Copy the records again from the line containing "Q: Point out each instance of the arched" through the end of the records, both ends included, keeping every request line unchanged. Multiply each coordinate in the answers by 2.4 and round it to a whole number, with halves rounded up.

Input records ▸
--
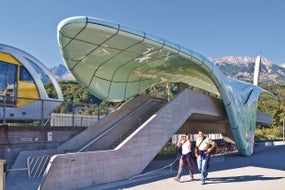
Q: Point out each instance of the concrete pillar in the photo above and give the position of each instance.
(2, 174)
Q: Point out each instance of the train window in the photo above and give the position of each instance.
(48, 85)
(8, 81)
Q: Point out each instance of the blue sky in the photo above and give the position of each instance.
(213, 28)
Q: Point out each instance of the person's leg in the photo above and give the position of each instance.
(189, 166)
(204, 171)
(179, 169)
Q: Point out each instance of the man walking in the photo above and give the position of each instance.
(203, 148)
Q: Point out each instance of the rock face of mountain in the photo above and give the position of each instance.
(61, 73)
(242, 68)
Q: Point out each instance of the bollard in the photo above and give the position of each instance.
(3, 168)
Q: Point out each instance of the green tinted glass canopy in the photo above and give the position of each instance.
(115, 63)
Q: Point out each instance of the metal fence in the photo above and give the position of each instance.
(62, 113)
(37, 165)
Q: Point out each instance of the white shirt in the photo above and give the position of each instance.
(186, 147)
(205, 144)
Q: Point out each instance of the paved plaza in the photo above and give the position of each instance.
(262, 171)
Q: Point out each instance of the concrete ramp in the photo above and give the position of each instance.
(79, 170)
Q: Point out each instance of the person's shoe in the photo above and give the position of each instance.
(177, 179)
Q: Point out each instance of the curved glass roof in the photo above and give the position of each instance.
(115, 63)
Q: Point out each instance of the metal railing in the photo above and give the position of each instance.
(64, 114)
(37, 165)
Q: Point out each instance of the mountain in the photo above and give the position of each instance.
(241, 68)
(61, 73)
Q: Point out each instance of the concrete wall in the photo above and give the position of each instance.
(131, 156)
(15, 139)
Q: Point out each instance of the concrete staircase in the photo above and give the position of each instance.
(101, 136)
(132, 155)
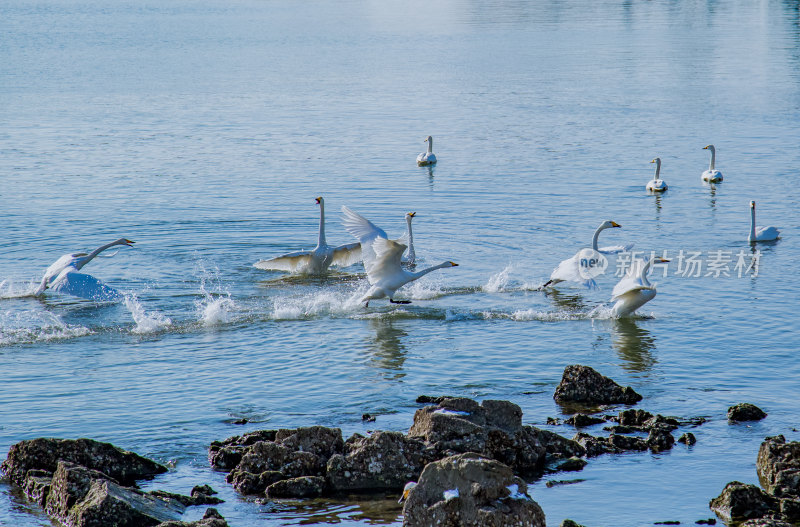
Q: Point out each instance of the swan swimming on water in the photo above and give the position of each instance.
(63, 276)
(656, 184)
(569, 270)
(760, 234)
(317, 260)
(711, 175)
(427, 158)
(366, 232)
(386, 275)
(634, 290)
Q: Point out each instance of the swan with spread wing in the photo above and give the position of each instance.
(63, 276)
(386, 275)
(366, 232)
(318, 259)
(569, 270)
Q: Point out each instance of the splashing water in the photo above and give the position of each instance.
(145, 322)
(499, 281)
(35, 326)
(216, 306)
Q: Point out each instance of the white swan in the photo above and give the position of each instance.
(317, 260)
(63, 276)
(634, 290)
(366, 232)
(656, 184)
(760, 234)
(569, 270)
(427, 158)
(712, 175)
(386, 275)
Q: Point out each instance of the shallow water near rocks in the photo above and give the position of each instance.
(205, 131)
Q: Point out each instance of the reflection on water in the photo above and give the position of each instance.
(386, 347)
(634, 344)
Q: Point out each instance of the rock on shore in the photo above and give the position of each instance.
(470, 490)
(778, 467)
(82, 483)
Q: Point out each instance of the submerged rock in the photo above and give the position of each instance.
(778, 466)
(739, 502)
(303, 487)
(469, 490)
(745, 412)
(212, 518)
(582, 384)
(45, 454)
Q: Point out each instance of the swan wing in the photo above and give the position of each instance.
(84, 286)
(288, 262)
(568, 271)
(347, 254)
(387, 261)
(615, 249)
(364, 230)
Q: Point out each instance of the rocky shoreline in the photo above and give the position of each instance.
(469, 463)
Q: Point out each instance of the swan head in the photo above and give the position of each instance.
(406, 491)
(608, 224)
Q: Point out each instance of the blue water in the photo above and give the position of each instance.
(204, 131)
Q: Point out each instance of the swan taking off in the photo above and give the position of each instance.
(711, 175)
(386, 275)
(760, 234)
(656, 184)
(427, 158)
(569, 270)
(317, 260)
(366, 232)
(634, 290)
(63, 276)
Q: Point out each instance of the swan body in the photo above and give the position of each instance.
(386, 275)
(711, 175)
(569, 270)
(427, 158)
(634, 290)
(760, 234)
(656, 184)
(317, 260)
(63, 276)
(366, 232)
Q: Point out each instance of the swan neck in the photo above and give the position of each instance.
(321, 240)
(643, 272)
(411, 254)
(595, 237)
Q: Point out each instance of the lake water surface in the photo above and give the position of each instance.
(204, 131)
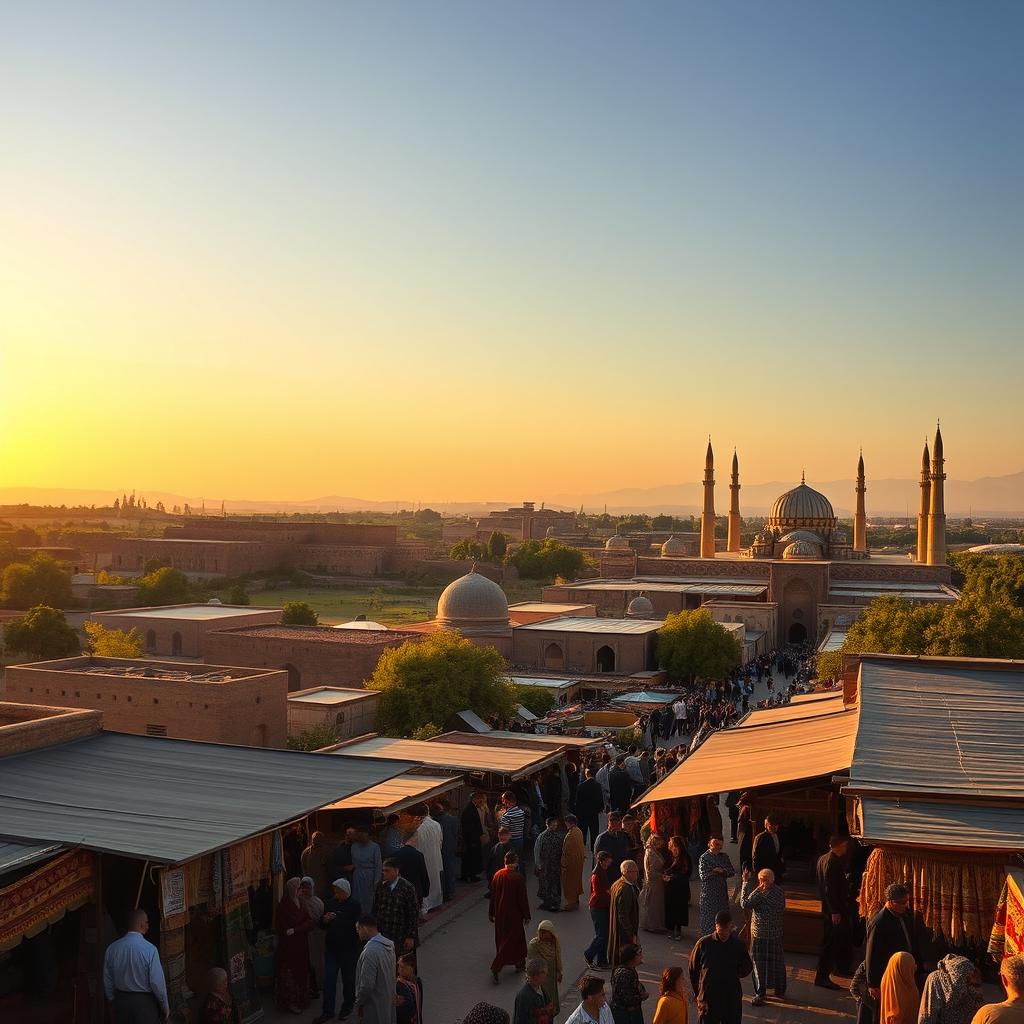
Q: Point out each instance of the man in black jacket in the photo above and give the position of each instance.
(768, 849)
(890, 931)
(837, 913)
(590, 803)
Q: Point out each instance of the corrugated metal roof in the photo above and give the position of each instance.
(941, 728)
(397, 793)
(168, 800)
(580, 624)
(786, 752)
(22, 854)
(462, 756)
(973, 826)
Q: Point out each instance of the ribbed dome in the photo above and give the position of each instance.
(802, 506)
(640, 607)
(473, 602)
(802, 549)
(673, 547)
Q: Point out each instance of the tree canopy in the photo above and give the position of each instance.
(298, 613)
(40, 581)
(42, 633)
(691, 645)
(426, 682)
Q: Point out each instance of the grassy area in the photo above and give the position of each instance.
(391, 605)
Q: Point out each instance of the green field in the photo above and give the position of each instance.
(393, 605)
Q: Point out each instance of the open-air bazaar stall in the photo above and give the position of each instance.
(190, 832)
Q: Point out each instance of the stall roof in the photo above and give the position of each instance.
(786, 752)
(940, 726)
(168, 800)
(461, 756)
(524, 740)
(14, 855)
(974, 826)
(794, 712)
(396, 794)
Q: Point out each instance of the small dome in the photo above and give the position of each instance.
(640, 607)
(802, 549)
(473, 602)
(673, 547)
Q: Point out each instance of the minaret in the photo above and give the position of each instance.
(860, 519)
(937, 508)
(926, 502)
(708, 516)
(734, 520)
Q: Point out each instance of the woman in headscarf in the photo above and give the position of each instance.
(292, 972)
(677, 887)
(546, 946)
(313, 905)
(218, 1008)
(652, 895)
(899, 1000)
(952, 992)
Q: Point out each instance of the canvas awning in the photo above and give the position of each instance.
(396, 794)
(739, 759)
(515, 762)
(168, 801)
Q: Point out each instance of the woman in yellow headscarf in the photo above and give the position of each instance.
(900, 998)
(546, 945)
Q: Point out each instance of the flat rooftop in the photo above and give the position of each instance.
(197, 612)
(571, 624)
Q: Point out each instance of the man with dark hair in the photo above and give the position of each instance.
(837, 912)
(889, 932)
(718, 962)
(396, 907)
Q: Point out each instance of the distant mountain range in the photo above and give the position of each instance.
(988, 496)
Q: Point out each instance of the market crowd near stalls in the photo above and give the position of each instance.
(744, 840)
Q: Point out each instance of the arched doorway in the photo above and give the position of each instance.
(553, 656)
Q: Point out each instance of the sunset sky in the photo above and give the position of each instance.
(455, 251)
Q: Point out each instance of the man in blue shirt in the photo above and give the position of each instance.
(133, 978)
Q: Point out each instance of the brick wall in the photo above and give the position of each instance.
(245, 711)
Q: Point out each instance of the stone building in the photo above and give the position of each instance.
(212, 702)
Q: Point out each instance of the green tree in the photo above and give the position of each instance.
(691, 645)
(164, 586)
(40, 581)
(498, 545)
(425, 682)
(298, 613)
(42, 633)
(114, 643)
--
Task answer ▸
Q: Point out each instance of the arched doorway in the photo above and give the position of each instance.
(1327, 1574)
Q: Point out each instance of the sunset sky in the photo above and give the position of each instance.
(1092, 602)
Q: Point out each instance of the man in blue shirt in the photo above and give the position of each instance.
(319, 2347)
Q: Point out each instance of the brick wall in the photo above and give the position of each instance.
(588, 1706)
Q: Point out each instance of the stone building in the photo above and give the position of each instance.
(509, 1685)
Q: Point out each instance of the green tree in the photo above and give the position of each instance.
(1658, 1548)
(394, 1406)
(96, 1394)
(1195, 1308)
(1020, 1637)
(715, 1471)
(101, 1519)
(274, 1543)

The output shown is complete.